> **Aim**: Write out the lines below as a numbered list, skipping any blank lines and leaving out the pictures.

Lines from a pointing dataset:
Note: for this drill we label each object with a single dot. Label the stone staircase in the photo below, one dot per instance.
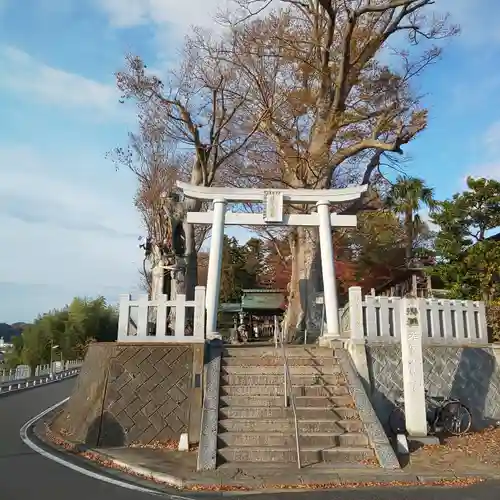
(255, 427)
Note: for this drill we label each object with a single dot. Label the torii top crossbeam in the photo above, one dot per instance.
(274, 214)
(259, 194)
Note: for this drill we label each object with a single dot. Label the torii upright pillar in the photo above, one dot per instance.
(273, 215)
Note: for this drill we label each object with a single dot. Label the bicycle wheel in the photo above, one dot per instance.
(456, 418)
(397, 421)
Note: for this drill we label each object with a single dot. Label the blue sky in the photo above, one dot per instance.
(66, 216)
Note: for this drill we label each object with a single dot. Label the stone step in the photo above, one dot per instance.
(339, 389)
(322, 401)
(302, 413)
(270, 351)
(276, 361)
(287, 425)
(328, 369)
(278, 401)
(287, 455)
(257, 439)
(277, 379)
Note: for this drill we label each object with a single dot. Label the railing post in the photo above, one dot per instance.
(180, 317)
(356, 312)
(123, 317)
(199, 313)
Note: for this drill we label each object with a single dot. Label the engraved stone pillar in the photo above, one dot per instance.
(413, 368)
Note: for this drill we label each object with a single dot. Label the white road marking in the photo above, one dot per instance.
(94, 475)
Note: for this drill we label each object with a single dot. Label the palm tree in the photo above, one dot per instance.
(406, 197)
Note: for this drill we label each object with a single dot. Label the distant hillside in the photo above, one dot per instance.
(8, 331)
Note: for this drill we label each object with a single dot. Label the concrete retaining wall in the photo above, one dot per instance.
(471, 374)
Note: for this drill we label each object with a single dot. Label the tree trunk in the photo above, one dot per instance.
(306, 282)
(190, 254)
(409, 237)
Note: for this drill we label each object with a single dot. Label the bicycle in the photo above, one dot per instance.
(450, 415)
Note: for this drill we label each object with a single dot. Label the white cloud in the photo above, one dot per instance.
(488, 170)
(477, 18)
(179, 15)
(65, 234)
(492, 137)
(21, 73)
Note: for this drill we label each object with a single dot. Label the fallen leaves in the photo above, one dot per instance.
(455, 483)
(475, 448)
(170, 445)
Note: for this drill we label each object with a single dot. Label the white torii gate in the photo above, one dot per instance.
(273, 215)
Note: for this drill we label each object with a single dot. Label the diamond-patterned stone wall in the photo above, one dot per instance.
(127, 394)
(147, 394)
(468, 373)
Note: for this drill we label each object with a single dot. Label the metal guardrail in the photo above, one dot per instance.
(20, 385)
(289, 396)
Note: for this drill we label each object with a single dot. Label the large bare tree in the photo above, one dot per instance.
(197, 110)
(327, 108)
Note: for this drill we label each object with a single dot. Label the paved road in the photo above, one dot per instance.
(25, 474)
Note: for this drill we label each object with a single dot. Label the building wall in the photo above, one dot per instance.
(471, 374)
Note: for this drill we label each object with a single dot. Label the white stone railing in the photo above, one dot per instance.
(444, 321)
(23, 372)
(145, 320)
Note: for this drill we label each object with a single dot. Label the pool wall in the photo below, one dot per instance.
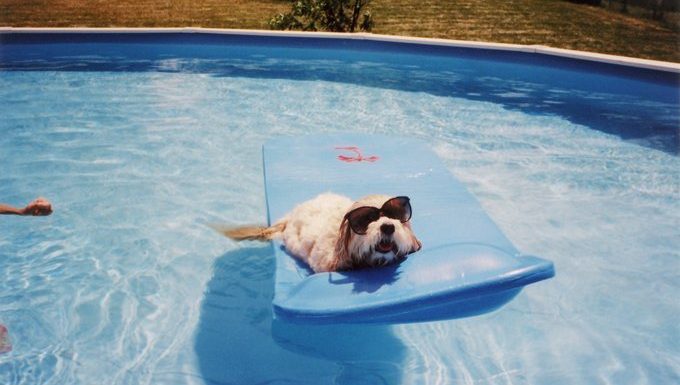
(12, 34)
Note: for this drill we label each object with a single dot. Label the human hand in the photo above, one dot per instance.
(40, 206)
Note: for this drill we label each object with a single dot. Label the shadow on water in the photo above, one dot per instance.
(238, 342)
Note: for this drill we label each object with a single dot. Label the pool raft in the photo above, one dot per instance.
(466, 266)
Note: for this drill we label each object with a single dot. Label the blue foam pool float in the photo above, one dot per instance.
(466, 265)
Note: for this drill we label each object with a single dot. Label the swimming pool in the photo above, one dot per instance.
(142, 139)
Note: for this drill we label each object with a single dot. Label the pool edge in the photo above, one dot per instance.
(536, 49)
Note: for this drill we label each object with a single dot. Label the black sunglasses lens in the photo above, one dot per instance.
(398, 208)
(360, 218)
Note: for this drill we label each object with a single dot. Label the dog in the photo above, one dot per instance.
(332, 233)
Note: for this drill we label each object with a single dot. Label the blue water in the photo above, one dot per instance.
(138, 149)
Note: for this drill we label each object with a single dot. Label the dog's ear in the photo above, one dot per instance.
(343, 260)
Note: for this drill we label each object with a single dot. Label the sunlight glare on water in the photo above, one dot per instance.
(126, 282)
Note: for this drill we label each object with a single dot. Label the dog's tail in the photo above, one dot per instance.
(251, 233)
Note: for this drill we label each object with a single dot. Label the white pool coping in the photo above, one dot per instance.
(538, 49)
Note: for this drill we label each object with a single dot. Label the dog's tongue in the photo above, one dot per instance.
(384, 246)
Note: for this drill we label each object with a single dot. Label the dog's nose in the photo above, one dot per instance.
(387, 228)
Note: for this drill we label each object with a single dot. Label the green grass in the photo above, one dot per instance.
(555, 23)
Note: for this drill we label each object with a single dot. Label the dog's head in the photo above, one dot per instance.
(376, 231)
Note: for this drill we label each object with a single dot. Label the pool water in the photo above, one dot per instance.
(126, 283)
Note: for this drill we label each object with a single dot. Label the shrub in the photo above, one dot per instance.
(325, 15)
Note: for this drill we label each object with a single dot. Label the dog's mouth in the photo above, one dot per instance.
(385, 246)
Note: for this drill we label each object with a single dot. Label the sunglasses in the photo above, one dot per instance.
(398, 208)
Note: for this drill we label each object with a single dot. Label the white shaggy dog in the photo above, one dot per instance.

> **Response**:
1. Note: for this drill we label each object with a single dot. Label the stone staircase in the photo below, one dot per instance.
2. (255, 427)
3. Note: for this drill we label each object with a single dot. Label the torii top crossbeam in the photo above, one dot per instance.
4. (274, 214)
5. (259, 194)
6. Note: for this drill we label each object with a single dot. Label the torii upright pillar in the photo above, one dot per instance.
7. (273, 215)
8. Note: for this drill we label each object with a single dot. Label the bicycle wheel in the photo above, one dot per instance.
9. (456, 418)
10. (397, 421)
11. Note: for this drill we label each object with a single dot. Label the blue sky in the photo above, one dot per instance.
12. (66, 216)
13. Note: for this drill we label each object with a single dot. Label the stone step in the photo above, one dot per instance.
14. (339, 389)
15. (322, 401)
16. (302, 413)
17. (270, 351)
18. (276, 361)
19. (287, 425)
20. (328, 369)
21. (278, 401)
22. (287, 455)
23. (257, 439)
24. (277, 379)
25. Note: for this drill we label each object with a single dot. Label the railing post in the photo above, one dot per instance.
26. (180, 317)
27. (356, 312)
28. (123, 317)
29. (199, 313)
30. Note: for this drill we label each object with a single dot. Label the engraved stone pillar in the photo above, one dot per instance.
31. (413, 368)
32. Note: for this drill we label each object with a single dot. Label the white road marking in the photo above, one dot per instance.
33. (94, 475)
34. Note: for this drill we label each object with a single dot. Label the palm tree in the photo above, one dot per instance.
35. (406, 197)
36. Note: for this drill we label each object with a single dot. Label the distant hillside in the photo above, one dot per instance.
37. (8, 331)
38. Note: for this drill we label each object with a single dot. Label the concrete retaining wall in the photo above, one dot per instance.
39. (471, 374)
40. Note: for this drill we label each object with a single dot. Label the tree trunk in the photo above, one dot per instance.
41. (306, 282)
42. (190, 254)
43. (409, 237)
44. Note: for this drill we label each object with a single dot. Label the bicycle in the photo above, one dot per instance.
45. (450, 415)
46. Note: for this drill we label each object with a single dot. Label the white cloud in the photo above, one dot per instance.
47. (488, 170)
48. (477, 18)
49. (179, 15)
50. (65, 234)
51. (492, 137)
52. (21, 73)
53. Note: for this drill we label each object with a single dot. Label the fallen leaves in the photo above, one dot per instance.
54. (455, 483)
55. (475, 448)
56. (170, 445)
57. Note: for this drill we label each object with a single dot. Label the white torii gate in the photo above, one dot per instance.
58. (273, 215)
59. Note: for this drill we label each object with a single dot. Label the diamond-patterned stone wall in the photo above, one dot per instance.
60. (127, 394)
61. (147, 394)
62. (468, 373)
63. Note: for this drill we label each object with a single dot. Label the metal guardrail in the photo above, one dot per instance.
64. (20, 385)
65. (289, 396)
66. Note: for this drill we label each object with a single dot. Label the large bare tree in the photo above, one dot per instance.
67. (197, 110)
68. (327, 108)
69. Note: for this drill we label each object with a single dot. Label the paved road in the photo above, one dot per instance.
70. (25, 474)
71. Note: for this drill we label each object with a single dot. Label the building wall in the photo above, one dot per instance.
72. (471, 374)
73. Note: for this drill we label each object with a single dot. Label the white stone railing in the photo above, one dot per instance.
74. (444, 321)
75. (23, 372)
76. (145, 320)
77. Note: for this drill we label each object with a single dot. Label the pool wall in the photo below, one dot per instance.
78. (12, 34)
79. Note: for this drill we label each object with a single dot. Label the human hand in the photo above, one dot per instance.
80. (40, 206)
81. Note: for this drill we label each object with a single dot. Label the shadow on water in the photo above, one dot per instance.
82. (238, 342)
83. Note: for this drill we label each object with a single dot. Label the pool raft in the photo above, one dot per instance.
84. (466, 266)
85. Note: for this drill we label each object with a single dot. Label the blue foam pool float in the photo above, one dot per instance.
86. (466, 265)
87. Note: for this drill we label each object with a single dot. Label the swimming pool in the photo above, one dot per instance.
88. (142, 139)
89. Note: for this drill we label each object with a single dot. Label the pool edge in the photo above, one dot per instance.
90. (536, 49)
91. Note: for this drill we label each object with a single dot. Label the black sunglasses lens in the photo above, one dot per instance.
92. (398, 208)
93. (360, 218)
94. Note: for this drill we label each object with a single dot. Label the dog in the photo above, one dot per instance.
95. (332, 233)
96. Note: for this drill we label each object with a single dot. Label the blue water in the photo above, one dot per instance.
97. (138, 149)
98. Note: for this drill we label each object with a single dot. Label the dog's ear in the photo above, one dot per instance.
99. (343, 260)
100. Note: for this drill we label each object with a single dot. Label the sunlight glare on water in the photo above, one dot per instance.
101. (126, 282)
102. Note: for this drill we label each object with a single dot. Label the dog's tail in the photo above, one dot per instance.
103. (251, 233)
104. Note: for this drill we label each object with a single dot. Label the white pool coping in the photo above, one dot per instance.
105. (538, 49)
106. Note: for this drill we label each object with a single dot. Label the dog's tongue in the photo above, one dot per instance.
107. (384, 246)
108. Note: for this drill we label each object with a single dot. Label the dog's nose in the photo above, one dot per instance.
109. (387, 228)
110. Note: for this drill we label each object with a single dot. Label the green grass in the photo above, one dot per instance.
111. (555, 23)
112. Note: for this drill we label each object with a single dot. Label the dog's head in the photo above, one dot per instance.
113. (376, 231)
114. Note: for this drill we label each object with a single dot. Label the pool water in the photo above, one dot per instance.
115. (126, 283)
116. Note: for this drill we label each object with a single dot. Label the shrub in the photo above, one dot per instance.
117. (325, 15)
118. Note: for this drill we label each object with a single dot. Label the dog's mouth in the photo above, one dot per instance.
119. (385, 246)
120. Note: for this drill we label each object with a single dot. Label the sunglasses in the photo above, one dot per instance.
121. (398, 208)
122. Note: for this drill we label each object with a single dot. Label the white shaggy dog in the photo above, one dot per instance.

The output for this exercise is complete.